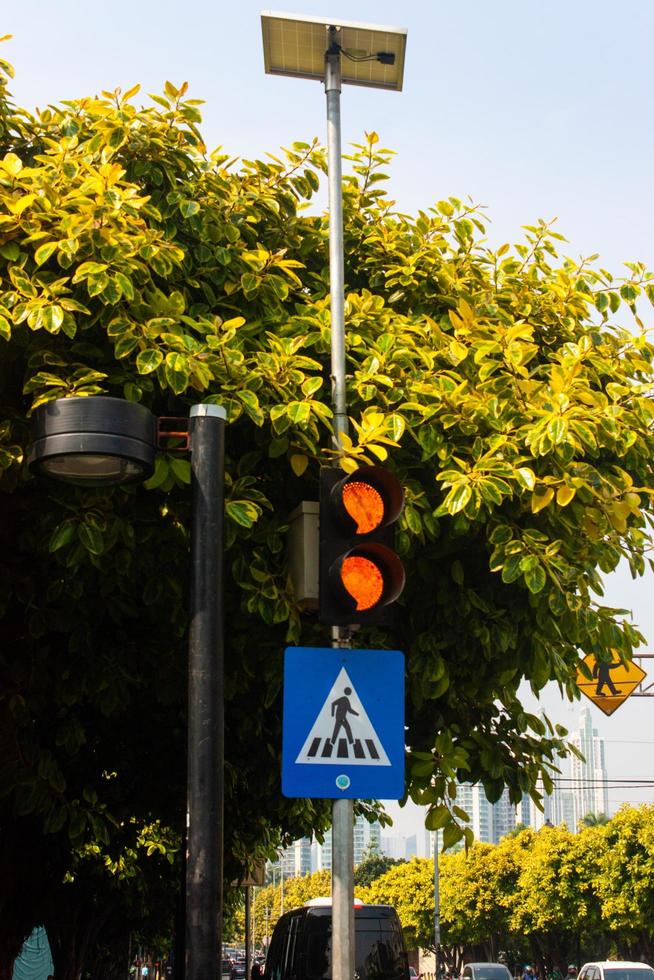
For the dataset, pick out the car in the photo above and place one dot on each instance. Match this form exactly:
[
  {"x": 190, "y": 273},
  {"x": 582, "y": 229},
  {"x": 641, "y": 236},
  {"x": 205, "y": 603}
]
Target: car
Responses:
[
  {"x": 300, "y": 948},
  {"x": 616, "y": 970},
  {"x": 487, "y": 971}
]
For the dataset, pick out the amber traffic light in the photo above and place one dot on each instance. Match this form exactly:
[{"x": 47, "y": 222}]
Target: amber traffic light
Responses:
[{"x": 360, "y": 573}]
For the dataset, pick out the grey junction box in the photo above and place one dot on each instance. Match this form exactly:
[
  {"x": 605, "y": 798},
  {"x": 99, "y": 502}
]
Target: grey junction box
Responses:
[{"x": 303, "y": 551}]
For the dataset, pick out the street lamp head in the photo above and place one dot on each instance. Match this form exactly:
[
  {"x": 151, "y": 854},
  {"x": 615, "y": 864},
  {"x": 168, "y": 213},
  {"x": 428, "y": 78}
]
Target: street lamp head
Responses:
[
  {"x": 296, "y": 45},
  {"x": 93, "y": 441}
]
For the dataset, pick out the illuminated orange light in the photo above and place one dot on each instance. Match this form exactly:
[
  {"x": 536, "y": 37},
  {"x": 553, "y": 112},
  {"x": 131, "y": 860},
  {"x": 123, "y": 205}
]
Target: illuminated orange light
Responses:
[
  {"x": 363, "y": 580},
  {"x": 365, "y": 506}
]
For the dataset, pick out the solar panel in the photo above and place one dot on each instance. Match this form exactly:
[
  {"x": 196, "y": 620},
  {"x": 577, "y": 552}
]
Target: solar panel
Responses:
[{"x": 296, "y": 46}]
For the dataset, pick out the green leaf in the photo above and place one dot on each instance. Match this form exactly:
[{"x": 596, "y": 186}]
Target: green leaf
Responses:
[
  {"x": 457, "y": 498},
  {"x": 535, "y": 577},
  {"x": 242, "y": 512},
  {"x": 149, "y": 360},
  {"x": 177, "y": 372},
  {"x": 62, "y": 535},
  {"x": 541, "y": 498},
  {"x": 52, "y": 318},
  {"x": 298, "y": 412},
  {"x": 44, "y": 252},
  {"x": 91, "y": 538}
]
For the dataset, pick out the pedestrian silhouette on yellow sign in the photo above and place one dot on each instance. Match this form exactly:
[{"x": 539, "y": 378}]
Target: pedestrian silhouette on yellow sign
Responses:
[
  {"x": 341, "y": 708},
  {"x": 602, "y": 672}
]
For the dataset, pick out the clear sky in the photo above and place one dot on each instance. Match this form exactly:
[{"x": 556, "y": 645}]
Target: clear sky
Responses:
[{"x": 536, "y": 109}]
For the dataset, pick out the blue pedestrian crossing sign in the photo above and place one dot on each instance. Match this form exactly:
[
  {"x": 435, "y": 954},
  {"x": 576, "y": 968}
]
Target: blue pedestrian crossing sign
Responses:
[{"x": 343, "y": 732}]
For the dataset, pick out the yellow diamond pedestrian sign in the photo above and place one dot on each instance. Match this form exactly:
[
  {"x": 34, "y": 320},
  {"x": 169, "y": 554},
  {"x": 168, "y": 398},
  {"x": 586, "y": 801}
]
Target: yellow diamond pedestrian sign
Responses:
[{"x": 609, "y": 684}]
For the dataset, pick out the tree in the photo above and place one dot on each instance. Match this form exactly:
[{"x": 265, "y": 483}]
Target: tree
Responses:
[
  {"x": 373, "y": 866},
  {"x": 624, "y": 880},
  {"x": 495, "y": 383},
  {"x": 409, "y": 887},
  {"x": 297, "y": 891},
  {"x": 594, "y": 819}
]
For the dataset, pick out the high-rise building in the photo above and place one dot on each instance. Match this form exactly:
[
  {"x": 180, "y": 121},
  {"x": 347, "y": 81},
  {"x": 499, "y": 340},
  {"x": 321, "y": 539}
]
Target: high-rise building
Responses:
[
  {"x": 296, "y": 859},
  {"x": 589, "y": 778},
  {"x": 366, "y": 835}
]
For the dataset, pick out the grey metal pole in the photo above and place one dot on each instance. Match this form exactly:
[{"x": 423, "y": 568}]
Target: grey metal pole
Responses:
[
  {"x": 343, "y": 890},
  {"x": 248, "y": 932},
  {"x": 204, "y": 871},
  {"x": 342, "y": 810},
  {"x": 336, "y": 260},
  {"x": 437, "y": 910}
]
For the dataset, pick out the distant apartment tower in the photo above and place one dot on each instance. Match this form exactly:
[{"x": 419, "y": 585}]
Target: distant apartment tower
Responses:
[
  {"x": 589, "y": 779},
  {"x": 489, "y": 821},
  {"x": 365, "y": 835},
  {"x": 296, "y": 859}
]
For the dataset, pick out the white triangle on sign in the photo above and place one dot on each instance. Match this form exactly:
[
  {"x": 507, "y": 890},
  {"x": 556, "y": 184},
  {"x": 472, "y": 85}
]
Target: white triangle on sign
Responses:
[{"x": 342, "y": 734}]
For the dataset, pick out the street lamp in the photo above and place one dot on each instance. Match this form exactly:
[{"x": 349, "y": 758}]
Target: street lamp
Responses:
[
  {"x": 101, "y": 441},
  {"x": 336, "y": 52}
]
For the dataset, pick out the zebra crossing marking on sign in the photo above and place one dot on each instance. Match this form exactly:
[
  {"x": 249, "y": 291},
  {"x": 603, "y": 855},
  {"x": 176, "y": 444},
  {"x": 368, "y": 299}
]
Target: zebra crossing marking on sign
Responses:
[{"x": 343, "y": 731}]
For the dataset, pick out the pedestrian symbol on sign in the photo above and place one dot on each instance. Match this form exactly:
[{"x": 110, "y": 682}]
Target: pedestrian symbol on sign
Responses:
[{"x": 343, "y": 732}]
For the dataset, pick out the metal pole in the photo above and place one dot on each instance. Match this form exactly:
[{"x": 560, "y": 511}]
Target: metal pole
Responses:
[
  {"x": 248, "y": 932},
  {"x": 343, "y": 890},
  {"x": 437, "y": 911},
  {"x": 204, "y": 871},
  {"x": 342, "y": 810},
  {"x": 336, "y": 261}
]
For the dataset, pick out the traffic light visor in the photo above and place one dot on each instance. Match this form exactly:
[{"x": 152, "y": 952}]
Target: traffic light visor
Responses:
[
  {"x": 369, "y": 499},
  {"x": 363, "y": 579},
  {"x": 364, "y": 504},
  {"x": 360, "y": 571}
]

...

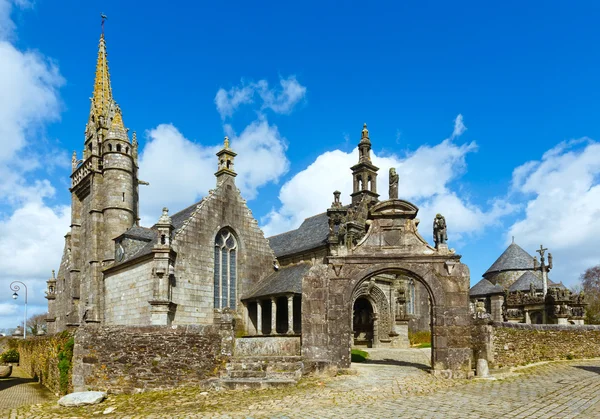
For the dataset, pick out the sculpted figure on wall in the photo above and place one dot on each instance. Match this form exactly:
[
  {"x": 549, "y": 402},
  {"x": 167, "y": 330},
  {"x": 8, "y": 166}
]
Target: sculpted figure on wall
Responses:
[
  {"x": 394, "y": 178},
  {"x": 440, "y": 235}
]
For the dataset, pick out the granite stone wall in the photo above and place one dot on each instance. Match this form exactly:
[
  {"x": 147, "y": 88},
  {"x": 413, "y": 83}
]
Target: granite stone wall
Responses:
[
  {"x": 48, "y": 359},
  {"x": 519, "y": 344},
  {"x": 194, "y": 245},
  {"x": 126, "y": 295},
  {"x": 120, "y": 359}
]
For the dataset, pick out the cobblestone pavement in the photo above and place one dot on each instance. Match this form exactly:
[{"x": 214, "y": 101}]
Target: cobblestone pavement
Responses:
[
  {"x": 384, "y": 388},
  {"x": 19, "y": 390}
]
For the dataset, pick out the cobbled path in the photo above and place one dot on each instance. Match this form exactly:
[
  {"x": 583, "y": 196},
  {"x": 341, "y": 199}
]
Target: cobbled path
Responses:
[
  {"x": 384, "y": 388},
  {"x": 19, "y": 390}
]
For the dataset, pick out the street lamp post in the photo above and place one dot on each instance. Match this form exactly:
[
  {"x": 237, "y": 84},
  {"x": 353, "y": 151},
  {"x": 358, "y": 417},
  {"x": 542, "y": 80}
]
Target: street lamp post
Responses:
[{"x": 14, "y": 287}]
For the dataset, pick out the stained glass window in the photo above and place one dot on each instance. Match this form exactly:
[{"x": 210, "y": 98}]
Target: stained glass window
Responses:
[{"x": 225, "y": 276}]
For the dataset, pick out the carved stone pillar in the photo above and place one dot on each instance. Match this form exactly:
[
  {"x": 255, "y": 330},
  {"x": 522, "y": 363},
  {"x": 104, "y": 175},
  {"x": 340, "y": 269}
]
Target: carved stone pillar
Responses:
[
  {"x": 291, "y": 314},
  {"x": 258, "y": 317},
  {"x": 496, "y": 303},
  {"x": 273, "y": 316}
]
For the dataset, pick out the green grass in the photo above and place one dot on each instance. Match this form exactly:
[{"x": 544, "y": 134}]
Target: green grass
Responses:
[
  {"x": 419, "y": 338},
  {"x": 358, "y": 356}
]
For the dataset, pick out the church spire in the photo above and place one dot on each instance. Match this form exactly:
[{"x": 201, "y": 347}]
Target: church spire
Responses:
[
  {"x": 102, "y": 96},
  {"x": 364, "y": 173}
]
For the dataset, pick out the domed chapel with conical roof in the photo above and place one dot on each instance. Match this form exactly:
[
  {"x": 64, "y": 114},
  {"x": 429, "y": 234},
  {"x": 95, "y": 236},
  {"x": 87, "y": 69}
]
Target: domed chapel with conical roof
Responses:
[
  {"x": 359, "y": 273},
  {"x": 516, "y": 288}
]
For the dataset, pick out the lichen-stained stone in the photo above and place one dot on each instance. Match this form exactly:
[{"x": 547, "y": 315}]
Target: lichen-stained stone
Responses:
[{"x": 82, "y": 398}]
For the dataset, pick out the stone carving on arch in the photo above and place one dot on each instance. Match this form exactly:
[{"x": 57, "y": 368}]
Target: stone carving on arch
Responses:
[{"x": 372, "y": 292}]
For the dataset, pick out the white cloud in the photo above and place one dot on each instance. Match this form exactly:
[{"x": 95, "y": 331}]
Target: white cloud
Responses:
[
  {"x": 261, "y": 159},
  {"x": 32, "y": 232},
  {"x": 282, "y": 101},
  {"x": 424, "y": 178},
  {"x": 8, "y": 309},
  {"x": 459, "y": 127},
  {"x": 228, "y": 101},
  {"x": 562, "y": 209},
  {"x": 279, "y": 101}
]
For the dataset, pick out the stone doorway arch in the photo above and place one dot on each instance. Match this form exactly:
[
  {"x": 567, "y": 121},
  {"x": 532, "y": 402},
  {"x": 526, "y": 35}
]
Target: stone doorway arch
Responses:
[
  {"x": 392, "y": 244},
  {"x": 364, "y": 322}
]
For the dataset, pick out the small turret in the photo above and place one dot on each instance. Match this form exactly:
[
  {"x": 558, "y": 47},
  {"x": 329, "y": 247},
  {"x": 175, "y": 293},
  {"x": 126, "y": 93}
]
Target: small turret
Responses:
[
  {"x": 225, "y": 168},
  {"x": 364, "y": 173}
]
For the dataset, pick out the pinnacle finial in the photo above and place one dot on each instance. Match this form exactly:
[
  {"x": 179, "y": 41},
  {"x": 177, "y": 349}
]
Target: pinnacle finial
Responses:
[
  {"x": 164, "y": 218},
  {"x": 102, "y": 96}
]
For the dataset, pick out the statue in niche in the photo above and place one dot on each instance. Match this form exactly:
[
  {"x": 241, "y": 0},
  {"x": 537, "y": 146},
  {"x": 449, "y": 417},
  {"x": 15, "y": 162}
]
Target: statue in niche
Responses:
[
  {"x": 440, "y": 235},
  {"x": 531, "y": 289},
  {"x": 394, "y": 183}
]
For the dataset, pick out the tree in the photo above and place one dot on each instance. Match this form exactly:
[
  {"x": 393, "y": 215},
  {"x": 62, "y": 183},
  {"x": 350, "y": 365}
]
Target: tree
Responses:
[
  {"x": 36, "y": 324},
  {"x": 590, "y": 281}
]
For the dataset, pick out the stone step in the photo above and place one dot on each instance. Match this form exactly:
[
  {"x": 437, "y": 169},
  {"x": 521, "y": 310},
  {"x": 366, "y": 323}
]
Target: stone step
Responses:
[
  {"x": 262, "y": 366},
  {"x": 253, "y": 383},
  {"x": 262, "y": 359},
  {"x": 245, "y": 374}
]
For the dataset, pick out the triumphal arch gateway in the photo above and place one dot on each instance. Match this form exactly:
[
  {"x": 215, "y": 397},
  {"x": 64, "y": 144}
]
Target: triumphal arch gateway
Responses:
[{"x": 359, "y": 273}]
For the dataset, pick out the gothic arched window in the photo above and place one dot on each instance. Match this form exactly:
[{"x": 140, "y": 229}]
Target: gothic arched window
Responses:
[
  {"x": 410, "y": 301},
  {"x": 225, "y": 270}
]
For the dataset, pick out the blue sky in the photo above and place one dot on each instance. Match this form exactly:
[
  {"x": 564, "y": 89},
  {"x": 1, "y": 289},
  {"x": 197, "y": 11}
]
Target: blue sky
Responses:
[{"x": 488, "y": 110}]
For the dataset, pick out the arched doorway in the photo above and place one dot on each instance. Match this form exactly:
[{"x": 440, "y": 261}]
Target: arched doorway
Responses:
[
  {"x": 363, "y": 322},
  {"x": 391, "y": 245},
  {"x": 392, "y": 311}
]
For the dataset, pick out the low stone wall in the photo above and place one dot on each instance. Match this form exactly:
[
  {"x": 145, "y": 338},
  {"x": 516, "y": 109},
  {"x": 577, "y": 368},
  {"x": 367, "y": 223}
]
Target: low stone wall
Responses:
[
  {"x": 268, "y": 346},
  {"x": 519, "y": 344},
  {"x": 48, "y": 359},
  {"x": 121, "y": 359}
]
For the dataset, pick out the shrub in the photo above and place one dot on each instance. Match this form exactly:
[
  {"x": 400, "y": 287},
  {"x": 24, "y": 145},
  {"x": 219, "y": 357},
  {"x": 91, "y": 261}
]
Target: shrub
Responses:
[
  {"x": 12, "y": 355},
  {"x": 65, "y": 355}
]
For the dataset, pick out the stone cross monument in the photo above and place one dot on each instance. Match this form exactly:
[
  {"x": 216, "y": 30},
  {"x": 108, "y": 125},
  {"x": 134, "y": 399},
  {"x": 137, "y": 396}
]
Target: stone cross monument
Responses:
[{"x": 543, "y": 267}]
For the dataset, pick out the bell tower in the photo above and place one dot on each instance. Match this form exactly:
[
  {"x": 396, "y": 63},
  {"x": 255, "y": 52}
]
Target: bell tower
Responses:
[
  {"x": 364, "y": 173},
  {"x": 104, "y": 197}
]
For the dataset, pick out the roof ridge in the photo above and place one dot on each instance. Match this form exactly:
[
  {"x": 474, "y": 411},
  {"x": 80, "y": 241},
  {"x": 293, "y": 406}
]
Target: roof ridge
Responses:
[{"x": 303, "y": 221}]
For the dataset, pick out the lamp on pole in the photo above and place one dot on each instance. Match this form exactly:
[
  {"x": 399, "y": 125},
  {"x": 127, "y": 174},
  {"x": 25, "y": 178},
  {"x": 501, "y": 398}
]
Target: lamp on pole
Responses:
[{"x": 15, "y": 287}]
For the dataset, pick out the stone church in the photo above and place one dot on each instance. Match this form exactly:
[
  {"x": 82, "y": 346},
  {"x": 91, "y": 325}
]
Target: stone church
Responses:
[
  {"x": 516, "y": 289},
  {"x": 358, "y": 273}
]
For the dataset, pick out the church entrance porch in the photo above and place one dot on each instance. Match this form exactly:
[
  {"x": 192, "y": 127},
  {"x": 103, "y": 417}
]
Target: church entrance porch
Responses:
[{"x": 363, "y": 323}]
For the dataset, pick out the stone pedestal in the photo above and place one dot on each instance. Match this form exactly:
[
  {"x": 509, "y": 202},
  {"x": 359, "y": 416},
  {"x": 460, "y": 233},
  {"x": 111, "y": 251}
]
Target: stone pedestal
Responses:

* * *

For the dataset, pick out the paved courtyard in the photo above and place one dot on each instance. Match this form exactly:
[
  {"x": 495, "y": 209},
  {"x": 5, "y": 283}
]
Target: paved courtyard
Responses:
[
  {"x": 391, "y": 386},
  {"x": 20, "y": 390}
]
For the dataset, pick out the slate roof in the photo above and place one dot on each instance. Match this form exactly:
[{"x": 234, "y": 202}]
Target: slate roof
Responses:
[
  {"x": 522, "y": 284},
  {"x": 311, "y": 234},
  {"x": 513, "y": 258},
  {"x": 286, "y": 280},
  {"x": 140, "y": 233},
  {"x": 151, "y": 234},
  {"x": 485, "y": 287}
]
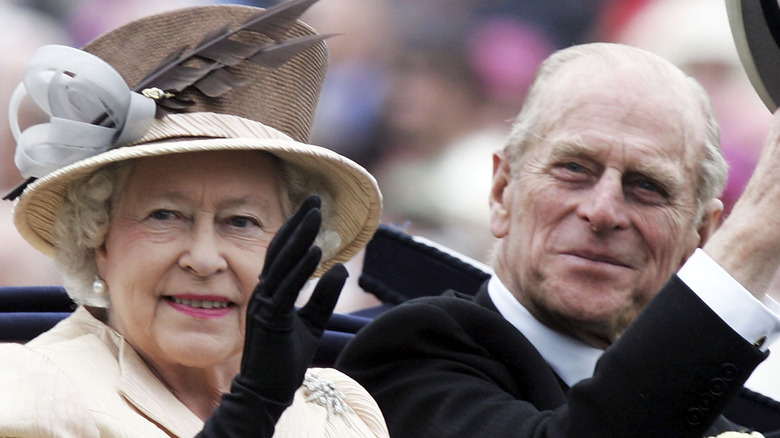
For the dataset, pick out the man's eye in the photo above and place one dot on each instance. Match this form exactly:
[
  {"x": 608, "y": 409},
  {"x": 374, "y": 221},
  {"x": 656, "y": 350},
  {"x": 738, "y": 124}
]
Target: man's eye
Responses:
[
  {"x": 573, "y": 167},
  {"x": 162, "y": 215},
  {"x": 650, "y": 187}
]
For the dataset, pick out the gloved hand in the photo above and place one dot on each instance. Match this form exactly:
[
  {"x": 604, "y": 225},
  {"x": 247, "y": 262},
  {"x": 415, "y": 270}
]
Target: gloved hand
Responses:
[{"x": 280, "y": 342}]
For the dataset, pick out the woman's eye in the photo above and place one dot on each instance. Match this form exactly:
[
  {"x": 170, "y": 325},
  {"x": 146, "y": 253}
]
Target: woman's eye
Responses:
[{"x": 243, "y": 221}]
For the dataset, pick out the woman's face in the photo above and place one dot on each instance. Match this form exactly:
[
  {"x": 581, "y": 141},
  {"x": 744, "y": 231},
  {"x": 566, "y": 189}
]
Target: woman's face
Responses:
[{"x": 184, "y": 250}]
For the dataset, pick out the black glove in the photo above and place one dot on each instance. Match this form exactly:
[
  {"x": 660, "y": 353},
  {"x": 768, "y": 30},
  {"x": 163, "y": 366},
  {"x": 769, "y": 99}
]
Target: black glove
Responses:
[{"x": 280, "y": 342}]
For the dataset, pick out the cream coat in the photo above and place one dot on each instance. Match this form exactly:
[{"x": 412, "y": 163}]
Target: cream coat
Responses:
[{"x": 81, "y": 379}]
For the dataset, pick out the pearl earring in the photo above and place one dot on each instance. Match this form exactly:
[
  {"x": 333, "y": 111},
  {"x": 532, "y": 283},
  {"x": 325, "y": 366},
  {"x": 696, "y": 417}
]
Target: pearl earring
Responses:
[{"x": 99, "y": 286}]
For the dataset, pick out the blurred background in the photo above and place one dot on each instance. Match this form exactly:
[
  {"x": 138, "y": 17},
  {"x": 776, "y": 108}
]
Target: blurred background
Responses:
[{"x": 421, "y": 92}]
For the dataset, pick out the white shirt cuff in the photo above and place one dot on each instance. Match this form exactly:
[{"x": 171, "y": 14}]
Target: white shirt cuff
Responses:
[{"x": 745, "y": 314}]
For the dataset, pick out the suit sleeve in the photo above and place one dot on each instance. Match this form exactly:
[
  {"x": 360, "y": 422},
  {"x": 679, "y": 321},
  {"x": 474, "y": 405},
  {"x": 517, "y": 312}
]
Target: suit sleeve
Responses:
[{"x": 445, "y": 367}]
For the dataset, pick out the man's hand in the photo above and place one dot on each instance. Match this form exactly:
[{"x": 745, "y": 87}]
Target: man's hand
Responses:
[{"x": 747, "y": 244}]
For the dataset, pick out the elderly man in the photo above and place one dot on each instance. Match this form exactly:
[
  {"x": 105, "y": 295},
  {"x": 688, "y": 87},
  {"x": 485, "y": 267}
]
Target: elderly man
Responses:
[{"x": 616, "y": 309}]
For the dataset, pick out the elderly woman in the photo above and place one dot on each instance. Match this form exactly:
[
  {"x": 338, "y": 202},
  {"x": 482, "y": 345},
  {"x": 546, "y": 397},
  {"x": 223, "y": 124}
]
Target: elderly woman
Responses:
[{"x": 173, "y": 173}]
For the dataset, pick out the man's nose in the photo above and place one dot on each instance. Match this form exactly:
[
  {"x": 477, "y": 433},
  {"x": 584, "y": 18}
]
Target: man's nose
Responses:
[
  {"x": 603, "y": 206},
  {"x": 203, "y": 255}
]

**EXERCISE REQUIREMENTS:** Pick out every line in the items above that contains the string "cuff", and copy each one in full.

**WORKED ANSWER:**
For the dataset, pick out the white shirt cuff in the photo above and place one dot on each instance. Match this form exactly:
Target: white shirt cuff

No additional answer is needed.